**TAREAS DEL EJERCICIO**
1 - Vuelve a escribir, sin cambiar nada, el fragmento sobre los homicidios desde "Si se consideran" hasta "(véase gráfica 3).".
2 - ¿Cómo se traduce al inglés esta oración del fragmento sobre los homicidios: "El estado de Yucatán, por ejemplo, tiene siempre tasas de homicidios muy inferiores a las del resto del país."?
3 - Según el fragmento sobre los homicidios, ¿qué porcentaje de la población del país tiene Chihuahua?

**FRAGMENTO SELECCIONADO**
Sigamos con los números. La distribución territorial de los homicidios nunca ha sido homogénea: hay regiones tradicionalmente violentas, regiones tradicionalmente pacíficas. El estado de Yucatán, por ejemplo, tiene siempre tasas de homicidios muy inferiores a las del resto del país. Los estados de Michoacán y Guerrero, en cambio, tienden a tener tasas altas, lo mismo que la sierra de Sinaloa y Durango. En general, en los últimos 20 años la violencia tendió a desplazarse del centro y sur hacia el oeste, el noroeste y la frontera con Estados Unidos. En 2008 y 2009 se confirma esa tendencia e incluso se acentúa la concentración: el porcentaje de homicidios que corresponde a la frontera y el noroeste aumenta considerablemente.
Si se consideran en conjunto los homicidios de 2008 y 2009, hay nueve estados cuyo peso en el total de homicidios del país excede a su peso demográfico en el periodo: Baja California, Chihuahua, Durango, Guerrero, Michoacán, Nayarit, Oaxaca, Sinaloa y Sonora. Significa, obviamente, que su tasa de homicidios es superior a la media nacional. En algunos casos la diferencia es pequeña: Oaxaca, con el 3.3% de la población del país registra el 3.5% de los homicidios; Nayarit, con el 0.9% de la población registra el 1% de los homicidios; Sonora, con 2.3% de la población suma el 2.9% de los homicidios. En los demás casos la diferencia es muy apreciable, en particular en Chihuahua, que con el 3% de la población del país registra más del 18% de los homicidios, también en Baja California, Sinaloa, Durango y Guerrero (véase gráfica 3).

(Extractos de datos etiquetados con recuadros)
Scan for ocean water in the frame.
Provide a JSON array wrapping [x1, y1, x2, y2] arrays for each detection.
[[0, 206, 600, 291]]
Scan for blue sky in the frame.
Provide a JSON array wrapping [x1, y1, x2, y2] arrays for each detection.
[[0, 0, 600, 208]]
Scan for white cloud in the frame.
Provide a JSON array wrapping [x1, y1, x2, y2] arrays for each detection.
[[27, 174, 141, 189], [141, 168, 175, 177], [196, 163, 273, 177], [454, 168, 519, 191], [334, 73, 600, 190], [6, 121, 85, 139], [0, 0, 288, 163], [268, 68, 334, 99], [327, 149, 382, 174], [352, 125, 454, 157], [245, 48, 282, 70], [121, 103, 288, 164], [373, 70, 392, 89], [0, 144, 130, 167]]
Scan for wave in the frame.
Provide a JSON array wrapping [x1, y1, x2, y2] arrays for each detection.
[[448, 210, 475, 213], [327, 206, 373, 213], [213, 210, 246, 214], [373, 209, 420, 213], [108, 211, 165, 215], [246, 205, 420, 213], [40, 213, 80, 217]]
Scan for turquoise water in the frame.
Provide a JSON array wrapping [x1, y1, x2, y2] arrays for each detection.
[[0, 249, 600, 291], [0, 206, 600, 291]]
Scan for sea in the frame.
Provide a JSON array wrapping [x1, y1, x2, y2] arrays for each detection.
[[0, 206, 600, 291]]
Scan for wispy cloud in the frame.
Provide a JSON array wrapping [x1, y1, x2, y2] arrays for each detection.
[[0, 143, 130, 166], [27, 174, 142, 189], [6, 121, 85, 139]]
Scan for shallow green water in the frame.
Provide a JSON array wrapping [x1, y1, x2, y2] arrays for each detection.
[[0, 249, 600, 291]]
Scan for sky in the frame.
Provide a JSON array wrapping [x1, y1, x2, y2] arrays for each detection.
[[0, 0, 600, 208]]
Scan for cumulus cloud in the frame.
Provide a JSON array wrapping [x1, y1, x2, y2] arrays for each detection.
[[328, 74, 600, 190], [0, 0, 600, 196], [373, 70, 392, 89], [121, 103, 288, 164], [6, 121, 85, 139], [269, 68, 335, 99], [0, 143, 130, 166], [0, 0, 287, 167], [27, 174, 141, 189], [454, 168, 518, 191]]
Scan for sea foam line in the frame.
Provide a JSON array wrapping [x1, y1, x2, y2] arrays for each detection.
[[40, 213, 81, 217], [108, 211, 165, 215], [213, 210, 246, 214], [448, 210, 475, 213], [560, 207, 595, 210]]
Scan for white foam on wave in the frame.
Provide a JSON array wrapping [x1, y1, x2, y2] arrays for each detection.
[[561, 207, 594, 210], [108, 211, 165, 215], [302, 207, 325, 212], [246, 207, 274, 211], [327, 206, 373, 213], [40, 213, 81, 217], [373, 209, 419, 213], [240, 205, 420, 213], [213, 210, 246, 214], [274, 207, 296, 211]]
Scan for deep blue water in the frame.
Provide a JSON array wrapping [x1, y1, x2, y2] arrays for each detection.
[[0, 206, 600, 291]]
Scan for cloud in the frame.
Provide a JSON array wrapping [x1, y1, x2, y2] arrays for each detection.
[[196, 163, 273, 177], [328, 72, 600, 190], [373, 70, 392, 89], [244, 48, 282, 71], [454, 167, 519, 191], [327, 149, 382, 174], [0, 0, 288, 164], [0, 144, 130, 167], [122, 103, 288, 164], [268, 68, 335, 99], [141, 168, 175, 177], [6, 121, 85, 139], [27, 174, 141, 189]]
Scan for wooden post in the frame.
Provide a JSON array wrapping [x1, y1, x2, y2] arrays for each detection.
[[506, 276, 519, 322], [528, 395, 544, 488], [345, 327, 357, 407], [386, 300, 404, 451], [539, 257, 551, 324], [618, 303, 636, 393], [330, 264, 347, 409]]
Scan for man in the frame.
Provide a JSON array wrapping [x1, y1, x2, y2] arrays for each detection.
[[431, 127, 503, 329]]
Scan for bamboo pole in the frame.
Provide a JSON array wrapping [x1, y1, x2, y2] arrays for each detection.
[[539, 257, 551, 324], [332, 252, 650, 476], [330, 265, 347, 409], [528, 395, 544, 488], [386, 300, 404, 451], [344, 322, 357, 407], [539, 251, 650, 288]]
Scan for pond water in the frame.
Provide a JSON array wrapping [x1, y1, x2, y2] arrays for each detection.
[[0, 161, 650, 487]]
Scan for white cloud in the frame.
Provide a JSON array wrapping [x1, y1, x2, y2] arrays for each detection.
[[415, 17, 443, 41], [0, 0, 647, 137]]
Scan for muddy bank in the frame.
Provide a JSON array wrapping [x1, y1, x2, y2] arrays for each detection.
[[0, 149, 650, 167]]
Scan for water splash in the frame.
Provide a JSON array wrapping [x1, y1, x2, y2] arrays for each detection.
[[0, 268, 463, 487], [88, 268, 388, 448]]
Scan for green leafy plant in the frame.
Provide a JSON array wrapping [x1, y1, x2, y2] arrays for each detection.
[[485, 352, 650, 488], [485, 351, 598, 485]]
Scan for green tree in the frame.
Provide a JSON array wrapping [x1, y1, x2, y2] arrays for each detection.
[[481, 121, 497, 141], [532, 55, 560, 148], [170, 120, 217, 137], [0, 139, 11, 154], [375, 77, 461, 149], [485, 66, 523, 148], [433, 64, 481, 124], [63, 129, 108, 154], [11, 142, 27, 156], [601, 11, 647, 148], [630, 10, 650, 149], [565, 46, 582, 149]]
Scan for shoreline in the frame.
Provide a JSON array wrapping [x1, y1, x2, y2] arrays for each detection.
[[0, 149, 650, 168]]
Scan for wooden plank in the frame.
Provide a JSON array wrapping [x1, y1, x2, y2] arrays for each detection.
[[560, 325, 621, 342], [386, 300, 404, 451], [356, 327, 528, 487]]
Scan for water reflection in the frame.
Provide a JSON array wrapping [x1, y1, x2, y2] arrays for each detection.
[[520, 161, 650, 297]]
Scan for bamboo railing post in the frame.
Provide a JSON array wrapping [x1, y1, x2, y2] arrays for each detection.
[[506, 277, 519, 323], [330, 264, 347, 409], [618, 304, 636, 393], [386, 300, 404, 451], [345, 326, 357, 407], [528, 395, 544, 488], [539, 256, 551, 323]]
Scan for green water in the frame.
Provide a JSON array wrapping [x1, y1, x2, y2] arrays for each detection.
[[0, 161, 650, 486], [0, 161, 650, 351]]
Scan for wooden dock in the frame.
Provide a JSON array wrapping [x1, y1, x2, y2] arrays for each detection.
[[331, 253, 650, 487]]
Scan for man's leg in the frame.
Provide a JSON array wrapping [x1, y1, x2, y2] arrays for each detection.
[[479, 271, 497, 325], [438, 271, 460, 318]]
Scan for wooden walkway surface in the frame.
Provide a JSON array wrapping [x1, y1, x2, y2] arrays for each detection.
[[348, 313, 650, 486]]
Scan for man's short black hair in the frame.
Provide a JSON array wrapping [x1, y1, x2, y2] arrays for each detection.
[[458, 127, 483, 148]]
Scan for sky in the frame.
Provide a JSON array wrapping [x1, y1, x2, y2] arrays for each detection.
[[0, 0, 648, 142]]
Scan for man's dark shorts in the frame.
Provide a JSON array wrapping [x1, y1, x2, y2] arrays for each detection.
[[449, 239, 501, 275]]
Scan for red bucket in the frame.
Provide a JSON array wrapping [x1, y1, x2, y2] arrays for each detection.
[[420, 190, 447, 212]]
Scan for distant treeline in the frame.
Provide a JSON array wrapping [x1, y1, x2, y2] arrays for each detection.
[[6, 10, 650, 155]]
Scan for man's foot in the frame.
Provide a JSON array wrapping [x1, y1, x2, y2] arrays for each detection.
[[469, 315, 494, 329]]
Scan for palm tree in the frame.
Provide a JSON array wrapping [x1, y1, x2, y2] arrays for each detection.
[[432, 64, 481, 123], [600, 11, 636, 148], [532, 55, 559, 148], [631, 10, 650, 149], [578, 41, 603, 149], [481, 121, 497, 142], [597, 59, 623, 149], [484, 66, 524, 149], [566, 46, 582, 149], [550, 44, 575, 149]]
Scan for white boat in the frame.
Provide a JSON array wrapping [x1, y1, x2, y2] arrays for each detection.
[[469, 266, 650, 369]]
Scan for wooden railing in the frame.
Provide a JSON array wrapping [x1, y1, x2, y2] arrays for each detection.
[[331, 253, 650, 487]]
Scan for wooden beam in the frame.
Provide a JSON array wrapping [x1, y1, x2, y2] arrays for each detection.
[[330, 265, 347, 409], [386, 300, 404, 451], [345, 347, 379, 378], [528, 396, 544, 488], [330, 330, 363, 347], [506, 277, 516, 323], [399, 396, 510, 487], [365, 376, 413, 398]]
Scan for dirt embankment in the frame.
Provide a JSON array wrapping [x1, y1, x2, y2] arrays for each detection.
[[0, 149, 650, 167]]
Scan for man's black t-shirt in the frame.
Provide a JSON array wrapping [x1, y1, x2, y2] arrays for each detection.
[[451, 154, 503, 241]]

**RESPUESTAS DEL EJERCICIO**
1 -
Si se consideran en conjunto los homicidios de 2008 y 2009, hay nueve estados cuyo peso en el total de homicidios del país excede a su peso demográfico en el periodo: Baja California, Chihuahua, Durango, Guerrero, Michoacán, Nayarit, Oaxaca, Sinaloa y Sonora. Significa, obviamente, que su tasa de homicidios es superior a la media nacional. En algunos casos la diferencia es pequeña: Oaxaca, con el 3.3% de la población del país registra el 3.5% de los homicidios; Nayarit, con el 0.9% de la población registra el 1% de los homicidios; Sonora, con 2.3% de la población suma el 2.9% de los homicidios. En los demás casos la diferencia es muy apreciable, en particular en Chihuahua, que con el 3% de la población del país registra más del 18% de los homicidios, también en Baja California, Sinaloa, Durango y Guerrero (véase gráfica 3).

2 - The state of Yucatán, for example, always has homicide rates far lower than those of the rest of the country.

3 - El 3% de la población del país.